◆ ЗАДАНИЯ
(a) Что, согласно тексту о полтавской родне Егора Ивановича, отец просил его привезти в письме 1835 года?
(b) Напишите продолжение текста о полтавской родне Егора Ивановича, начиная сразу после его последнего предложения.

◆ ИСХОДНЫЙ ТЕКСТ
******************************
Добрейшая хозяйка этого радушного дома была до того чопорна и до того прюдка {от фр. prude – притворно добродетельный, преувеличенно стыдливый, недоступный.}, что закрывала даже шею платочком от нескромного взгляда. Этот, однако, платочек был вымыт в шафране, чтобы оттенял белизну кожи на лице. Спавши на одной кровати с мужем, она укрывалась отдельно от него простынею и одеялом…

У нее однажды сделалась рана на ноге, пригласили доктора, он нашел нужным осмотреть рану, и его заставили смотреть в дырочку на простыне, которая была повешена через комнату, на больную ногу, тщательно закрытую платками, кроме того места, где была рана. Любовь ее к мужу внушила ей одеть его могилу ползущим по земле густым растением с мелкими ярко-зелеными листиками, называемым в Малороссии барвинком. Это было очень красиво и заставляло думать, что в доброй ее душе была поэзия…

Все эти три семейства отличались, кроме хлебосольства, чистоплотности, еще такою деликатностью, какой трудно встретить в нынешнем распущенном и плохо воспитанном поколении… Вот поэтому-то с этими добряками приятно и привольно было жить и более просвещенным, чем они, людям. Одна из этой семьи не делала замечаний мужу из деликатности даже тогда, когда он смелыми оборотами доводил семью до разорения, на том основании, как говорила она впоследствии сыну, что все имение принадлежало ей.

Подобных этим было много и в Лубнах и в уезде. Моя семья со всеми ими водила хлеб-соль».

* * *

Из Русановки Егору Ивановичу в Петербург обычно писала или тетушка, или матушка, а отец всегда делал только приписки в конце письма:

«Милый Егор, когда будешь ехать, привези мне легавую собаку, которая бы выносила уток. Теперь остался без собаки, Трезор мой сдох, а у нас уток пропасть – то беда, что собаки нету… и когда можно будет, пороху фунта два. Это для меня великий гостинец будет. Целую тебя заочно, твой любящий отец», – писал Иван Алексеевич Егорушке в 1835 году.

Хозяйничала в доме Мария Михайловна, женщина очень тонкой чувствительности, духовная, ума острого, при этом явно не полтавского уровня образованности, но, как утверждала ее правнучка, она же моя бабушка Катя, – властная. Не к отцу, а к матери обращался Егор с просьбами о присылке денег. При всем том Марья Михайловна была очень горячая и любящая мать: она очень страдала в разлуке с сыном – ее письма исполнены нежности, ласки и очевидной боли.

Когда Егор Иванович женился на Аннете Стечкиной, он продал тетке свою часть родового имения, тем самым как-то совсем обрубив свои полтавские концы. В течение последующей своей жизни, он мало поддерживал полтавские связи, тем более, что родители его отошли ко Господу в конце тридцатых годов. С другими Жуковскими – дядюшками Николаем Алексеевичем и его детьми и потомством Григория Алексеевича, которые занимали высокие сановные посты в Петербурге, были изрядно богаты, Егор Иванович отношения поддерживал более тесные и долгие, но и они постепенно совсем сошли на нет.
******************************
◆ ЗАПИСИ НАБОРА ДАННЫХ
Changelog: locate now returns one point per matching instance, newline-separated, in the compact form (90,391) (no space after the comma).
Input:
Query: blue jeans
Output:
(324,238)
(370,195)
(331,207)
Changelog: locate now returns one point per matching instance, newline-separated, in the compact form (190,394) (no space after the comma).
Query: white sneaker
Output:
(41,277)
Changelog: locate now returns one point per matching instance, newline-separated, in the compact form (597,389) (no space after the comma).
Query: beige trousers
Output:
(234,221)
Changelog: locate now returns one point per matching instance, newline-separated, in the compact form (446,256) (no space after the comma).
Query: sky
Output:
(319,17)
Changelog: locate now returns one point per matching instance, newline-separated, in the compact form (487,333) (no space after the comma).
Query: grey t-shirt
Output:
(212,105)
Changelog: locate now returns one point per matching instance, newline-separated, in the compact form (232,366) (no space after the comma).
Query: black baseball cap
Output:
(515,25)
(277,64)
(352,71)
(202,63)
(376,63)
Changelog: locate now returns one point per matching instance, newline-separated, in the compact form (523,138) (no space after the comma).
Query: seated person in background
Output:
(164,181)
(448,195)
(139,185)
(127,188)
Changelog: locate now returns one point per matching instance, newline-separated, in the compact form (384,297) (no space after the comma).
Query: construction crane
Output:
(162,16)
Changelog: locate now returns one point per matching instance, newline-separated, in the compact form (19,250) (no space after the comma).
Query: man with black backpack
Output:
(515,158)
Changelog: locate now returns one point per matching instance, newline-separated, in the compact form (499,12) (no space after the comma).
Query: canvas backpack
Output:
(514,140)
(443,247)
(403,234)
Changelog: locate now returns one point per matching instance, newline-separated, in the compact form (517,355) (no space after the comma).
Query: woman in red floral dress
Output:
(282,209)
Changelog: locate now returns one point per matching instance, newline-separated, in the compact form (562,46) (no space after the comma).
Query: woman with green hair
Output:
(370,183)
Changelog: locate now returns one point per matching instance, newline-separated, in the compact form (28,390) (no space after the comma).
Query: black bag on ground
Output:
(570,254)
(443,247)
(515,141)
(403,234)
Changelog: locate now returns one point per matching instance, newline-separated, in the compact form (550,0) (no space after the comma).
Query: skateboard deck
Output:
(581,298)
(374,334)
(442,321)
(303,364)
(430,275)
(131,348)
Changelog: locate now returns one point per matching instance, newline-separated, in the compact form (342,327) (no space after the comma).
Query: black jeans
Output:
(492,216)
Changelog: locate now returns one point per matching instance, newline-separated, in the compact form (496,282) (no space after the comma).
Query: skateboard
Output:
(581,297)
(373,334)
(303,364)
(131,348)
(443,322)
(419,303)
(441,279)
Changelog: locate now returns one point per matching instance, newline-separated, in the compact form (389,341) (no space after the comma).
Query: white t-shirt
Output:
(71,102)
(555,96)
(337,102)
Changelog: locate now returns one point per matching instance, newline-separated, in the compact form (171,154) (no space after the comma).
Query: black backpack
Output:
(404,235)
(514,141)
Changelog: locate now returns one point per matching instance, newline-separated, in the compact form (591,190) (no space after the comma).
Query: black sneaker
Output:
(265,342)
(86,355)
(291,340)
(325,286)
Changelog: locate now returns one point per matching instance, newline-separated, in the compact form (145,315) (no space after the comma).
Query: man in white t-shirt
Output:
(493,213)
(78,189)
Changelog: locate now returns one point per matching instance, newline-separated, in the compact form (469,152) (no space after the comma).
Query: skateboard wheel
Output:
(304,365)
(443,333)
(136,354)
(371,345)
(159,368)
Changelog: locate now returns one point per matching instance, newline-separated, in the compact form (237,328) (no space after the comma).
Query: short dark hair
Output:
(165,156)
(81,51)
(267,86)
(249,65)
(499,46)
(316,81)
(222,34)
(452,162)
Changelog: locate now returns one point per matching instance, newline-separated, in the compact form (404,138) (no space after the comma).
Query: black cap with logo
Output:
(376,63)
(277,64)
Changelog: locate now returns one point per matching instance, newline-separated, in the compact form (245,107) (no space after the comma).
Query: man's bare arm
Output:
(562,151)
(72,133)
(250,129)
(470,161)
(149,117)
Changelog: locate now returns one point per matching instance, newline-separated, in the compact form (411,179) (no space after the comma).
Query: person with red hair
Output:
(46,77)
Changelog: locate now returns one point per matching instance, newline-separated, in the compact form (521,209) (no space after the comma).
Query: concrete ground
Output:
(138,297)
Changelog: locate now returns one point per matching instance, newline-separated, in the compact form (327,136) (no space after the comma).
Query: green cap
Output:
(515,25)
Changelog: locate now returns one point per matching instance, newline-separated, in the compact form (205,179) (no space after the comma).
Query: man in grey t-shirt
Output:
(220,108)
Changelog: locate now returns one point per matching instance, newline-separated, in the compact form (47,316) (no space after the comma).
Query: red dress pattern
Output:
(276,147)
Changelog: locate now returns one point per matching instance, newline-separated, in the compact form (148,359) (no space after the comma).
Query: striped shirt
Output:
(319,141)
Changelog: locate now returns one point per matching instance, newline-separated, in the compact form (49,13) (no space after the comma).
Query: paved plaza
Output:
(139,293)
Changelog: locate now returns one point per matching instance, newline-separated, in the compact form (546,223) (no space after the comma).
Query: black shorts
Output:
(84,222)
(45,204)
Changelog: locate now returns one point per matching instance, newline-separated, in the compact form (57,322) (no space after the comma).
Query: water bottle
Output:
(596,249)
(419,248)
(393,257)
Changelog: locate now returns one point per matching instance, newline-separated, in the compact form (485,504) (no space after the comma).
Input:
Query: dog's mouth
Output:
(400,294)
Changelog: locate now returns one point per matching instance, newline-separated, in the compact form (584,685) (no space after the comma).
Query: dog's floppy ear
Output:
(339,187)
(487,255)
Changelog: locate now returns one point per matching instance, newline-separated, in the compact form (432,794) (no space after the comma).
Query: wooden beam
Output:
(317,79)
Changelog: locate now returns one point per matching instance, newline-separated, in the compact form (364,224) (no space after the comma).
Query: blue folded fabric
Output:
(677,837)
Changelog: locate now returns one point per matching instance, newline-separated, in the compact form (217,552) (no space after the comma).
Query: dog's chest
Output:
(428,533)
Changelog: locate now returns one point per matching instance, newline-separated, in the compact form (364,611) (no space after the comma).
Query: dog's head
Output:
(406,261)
******************************
◆ ОТВЕТЫ
(a) Легавую собаку, которая выносила бы уток, и, когда можно будет, фунта два пороху.

(b)
Не будет ошибкой сказать, что всего себя он отдал своей супруге Анне Николаевне, воспитанию детей, Орехову, своим хозяйственным трудам, как будто до всего этого у него жизни и вовсе не было. Поистине о Егоре Ивановиче можно было сказать, что он в точности исполнил Заповедь Божию о том, что «оставит человек отца и мать и прилепится к жене своей, и будут два одною плотью, так что они уже не двое, но одна плоть. Итак, что Бог сочетал, того человек да не разлучает» (Мф. 19:5).

Однако вышло так, что жизнь Егора с его обожаемой Анетой – Ниночкой (как он ее называл) вылилась в цепь непрерывных разлук и расставаний, что приносило им обоим немалые и порой очень горькие страдания, но все же не могло ни на йоту поколебать их единства…

На коллаже работы Екатерины Кожуховой слева направо и сверху вниз:

Домик Кочубеев в Батурине, где содержались под стражей вдовы казненных Кочубея и Искры; Портрет В.Л. Кочубея; Петр I – победитель шведов; вид Полтавы конца XIX века.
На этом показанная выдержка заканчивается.